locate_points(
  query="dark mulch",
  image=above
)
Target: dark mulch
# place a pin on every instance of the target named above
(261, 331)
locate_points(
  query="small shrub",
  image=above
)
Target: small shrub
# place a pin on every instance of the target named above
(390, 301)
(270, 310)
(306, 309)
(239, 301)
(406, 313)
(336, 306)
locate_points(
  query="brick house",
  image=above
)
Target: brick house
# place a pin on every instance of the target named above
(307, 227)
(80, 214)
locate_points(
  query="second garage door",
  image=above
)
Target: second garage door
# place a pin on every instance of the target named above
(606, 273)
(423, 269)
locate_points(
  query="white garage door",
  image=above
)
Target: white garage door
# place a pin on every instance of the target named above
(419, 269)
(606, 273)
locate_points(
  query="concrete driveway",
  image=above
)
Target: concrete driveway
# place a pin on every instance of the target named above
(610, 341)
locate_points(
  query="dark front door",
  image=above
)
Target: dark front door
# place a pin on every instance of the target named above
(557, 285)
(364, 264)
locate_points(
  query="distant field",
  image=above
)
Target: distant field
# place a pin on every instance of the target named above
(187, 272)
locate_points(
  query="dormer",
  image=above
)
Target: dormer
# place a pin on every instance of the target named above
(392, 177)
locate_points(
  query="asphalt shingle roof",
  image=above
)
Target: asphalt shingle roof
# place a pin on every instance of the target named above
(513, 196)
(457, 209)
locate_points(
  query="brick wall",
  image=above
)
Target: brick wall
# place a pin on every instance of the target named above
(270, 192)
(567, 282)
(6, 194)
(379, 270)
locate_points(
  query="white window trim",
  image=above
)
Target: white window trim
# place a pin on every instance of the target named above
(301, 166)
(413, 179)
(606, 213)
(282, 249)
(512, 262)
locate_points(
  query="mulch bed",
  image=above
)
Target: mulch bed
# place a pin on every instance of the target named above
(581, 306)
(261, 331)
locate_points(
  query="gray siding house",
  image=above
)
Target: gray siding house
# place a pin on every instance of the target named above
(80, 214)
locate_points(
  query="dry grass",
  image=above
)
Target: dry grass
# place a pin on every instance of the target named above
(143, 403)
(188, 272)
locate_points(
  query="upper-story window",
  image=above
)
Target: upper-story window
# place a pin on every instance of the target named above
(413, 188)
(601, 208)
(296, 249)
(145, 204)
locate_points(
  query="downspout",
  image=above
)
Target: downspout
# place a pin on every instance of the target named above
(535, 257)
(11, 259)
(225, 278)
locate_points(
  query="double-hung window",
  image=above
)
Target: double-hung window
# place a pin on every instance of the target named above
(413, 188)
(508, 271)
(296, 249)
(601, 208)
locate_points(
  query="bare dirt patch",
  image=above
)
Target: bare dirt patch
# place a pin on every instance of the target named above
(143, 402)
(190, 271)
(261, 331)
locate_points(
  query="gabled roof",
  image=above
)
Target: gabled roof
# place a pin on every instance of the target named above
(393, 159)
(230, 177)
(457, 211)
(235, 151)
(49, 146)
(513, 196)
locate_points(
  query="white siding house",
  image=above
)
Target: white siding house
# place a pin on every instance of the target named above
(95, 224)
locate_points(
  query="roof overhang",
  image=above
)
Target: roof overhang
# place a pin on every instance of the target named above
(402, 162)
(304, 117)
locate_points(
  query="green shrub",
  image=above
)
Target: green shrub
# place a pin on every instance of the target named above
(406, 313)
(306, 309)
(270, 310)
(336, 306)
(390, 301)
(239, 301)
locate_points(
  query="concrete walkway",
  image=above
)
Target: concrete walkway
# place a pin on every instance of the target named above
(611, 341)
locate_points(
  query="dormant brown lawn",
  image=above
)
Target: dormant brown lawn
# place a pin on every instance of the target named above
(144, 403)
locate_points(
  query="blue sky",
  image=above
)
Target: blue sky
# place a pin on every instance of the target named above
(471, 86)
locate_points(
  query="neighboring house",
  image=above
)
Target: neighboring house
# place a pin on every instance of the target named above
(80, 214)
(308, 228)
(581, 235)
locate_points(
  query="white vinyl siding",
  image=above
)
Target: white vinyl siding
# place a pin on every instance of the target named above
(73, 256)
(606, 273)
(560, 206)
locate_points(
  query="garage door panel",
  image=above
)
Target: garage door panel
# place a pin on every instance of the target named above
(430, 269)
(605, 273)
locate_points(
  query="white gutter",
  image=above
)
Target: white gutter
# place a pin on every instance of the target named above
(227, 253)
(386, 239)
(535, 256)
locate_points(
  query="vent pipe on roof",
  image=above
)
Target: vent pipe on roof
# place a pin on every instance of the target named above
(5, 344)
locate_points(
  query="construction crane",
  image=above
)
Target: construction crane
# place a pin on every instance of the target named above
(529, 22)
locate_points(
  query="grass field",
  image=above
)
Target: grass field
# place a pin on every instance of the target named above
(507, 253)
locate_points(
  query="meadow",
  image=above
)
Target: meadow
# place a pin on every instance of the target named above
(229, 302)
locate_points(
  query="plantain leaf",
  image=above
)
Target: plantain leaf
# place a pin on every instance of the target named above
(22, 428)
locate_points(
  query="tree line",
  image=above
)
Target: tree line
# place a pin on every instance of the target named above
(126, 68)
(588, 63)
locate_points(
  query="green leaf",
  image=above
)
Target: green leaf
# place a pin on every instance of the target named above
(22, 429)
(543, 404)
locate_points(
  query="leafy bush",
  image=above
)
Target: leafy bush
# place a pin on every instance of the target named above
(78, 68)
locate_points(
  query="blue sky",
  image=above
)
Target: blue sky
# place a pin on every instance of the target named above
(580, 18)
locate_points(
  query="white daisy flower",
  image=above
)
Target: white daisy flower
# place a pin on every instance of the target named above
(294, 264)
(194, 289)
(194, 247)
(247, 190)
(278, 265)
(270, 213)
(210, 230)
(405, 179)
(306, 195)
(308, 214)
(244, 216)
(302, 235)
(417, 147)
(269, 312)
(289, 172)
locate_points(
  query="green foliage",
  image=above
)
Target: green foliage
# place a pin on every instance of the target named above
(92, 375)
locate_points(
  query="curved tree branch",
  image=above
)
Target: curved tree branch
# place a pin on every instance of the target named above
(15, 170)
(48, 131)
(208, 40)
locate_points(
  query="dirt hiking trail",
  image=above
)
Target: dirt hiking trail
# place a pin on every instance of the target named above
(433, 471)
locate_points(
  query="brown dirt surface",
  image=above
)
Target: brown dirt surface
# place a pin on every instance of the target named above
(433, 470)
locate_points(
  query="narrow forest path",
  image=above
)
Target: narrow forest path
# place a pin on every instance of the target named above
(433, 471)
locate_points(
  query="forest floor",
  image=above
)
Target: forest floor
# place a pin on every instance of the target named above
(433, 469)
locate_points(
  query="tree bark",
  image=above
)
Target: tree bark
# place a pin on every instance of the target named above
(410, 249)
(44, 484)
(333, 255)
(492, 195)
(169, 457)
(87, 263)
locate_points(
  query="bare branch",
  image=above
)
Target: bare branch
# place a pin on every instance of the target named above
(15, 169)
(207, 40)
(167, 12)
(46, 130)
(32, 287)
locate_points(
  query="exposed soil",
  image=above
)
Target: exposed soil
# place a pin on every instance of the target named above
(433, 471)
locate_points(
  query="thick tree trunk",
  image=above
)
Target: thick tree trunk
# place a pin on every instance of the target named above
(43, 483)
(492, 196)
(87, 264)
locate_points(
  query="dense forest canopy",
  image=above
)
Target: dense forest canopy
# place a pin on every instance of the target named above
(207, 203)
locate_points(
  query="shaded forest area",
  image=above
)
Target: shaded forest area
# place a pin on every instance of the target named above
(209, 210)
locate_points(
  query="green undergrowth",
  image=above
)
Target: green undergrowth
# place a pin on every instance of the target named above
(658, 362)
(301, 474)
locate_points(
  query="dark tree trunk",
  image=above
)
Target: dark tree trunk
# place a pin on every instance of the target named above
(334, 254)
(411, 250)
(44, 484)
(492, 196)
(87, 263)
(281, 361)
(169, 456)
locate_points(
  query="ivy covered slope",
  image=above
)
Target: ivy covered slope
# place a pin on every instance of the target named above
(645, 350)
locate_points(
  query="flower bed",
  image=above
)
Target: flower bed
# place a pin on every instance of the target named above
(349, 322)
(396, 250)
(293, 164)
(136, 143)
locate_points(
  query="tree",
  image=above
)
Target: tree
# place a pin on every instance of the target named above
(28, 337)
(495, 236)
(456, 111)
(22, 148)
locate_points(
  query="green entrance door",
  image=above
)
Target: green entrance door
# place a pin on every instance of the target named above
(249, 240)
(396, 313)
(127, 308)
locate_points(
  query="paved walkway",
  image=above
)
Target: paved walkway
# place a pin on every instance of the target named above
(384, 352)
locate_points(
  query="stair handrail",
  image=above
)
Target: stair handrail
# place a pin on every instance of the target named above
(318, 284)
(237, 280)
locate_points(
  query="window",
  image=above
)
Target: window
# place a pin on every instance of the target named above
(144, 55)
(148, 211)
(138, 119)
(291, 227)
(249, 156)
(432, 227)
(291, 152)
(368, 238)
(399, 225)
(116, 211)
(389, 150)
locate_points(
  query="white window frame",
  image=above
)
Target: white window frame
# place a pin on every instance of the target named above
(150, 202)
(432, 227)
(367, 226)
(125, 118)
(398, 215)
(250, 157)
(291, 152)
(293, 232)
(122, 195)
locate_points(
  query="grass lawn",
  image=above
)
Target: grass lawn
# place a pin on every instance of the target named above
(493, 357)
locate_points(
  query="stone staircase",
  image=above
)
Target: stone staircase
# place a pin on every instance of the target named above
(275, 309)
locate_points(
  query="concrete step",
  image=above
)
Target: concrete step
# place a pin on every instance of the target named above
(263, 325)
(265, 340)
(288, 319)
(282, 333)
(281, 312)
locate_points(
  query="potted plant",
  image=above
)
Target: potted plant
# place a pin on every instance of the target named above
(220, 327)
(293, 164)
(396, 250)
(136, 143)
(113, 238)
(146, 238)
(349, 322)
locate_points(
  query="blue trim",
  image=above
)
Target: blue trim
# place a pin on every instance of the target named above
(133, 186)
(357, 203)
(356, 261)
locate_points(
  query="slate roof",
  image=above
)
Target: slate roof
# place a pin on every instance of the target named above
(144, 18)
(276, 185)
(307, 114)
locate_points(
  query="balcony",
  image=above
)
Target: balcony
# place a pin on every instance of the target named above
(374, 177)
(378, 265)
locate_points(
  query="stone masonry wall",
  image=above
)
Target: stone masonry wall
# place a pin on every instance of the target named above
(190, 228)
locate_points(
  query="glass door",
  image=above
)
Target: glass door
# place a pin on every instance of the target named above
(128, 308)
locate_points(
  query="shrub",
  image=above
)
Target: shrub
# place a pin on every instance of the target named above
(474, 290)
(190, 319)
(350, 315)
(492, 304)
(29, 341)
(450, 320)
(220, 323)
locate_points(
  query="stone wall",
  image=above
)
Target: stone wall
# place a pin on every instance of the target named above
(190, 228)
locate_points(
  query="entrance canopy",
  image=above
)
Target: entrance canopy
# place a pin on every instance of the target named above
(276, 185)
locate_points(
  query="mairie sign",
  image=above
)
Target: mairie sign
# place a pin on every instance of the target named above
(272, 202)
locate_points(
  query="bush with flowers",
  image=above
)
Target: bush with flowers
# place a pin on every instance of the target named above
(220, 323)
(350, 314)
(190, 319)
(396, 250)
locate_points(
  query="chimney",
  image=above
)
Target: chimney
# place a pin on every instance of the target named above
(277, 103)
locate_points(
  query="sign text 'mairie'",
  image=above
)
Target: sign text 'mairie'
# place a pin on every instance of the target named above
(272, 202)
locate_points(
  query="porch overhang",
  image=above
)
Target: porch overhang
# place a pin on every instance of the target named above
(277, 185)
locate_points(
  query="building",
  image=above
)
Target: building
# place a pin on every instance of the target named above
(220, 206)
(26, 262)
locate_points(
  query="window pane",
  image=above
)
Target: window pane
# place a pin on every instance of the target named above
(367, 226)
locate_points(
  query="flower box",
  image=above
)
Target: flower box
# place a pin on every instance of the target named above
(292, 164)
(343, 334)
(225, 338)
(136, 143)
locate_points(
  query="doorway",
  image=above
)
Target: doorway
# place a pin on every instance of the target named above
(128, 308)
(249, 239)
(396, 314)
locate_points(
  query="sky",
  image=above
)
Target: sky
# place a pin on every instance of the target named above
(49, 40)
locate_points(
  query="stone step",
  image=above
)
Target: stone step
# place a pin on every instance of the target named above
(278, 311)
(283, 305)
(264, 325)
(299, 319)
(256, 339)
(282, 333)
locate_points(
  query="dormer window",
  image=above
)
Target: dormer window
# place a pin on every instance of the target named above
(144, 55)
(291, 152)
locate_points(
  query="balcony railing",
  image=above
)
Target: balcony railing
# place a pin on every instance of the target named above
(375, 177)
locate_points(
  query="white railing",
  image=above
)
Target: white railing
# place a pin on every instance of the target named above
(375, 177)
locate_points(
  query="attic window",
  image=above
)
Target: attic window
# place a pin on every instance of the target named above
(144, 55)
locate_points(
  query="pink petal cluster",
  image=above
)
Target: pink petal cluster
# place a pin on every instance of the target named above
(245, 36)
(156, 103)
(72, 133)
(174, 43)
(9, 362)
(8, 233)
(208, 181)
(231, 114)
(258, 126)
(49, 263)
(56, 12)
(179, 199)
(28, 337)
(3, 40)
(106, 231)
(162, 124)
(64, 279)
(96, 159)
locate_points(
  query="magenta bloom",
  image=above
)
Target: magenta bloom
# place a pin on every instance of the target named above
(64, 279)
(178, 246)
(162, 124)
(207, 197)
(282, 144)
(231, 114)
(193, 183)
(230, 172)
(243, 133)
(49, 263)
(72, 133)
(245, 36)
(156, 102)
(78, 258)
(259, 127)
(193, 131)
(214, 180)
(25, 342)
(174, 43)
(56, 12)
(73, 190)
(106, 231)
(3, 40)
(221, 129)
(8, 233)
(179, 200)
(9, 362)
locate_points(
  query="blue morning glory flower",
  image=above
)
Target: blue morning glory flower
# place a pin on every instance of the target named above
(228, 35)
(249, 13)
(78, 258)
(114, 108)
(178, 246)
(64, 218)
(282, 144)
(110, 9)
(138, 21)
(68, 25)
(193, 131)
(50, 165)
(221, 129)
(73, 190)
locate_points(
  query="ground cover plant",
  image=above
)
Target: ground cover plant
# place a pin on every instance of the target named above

Task instructions> Pull out each line of the listing above that contains the word "dormer", treating uppercase and lowercase as different.

Exercise result>
  query="dormer",
Target: dormer
  query="dormer window",
Target: dormer window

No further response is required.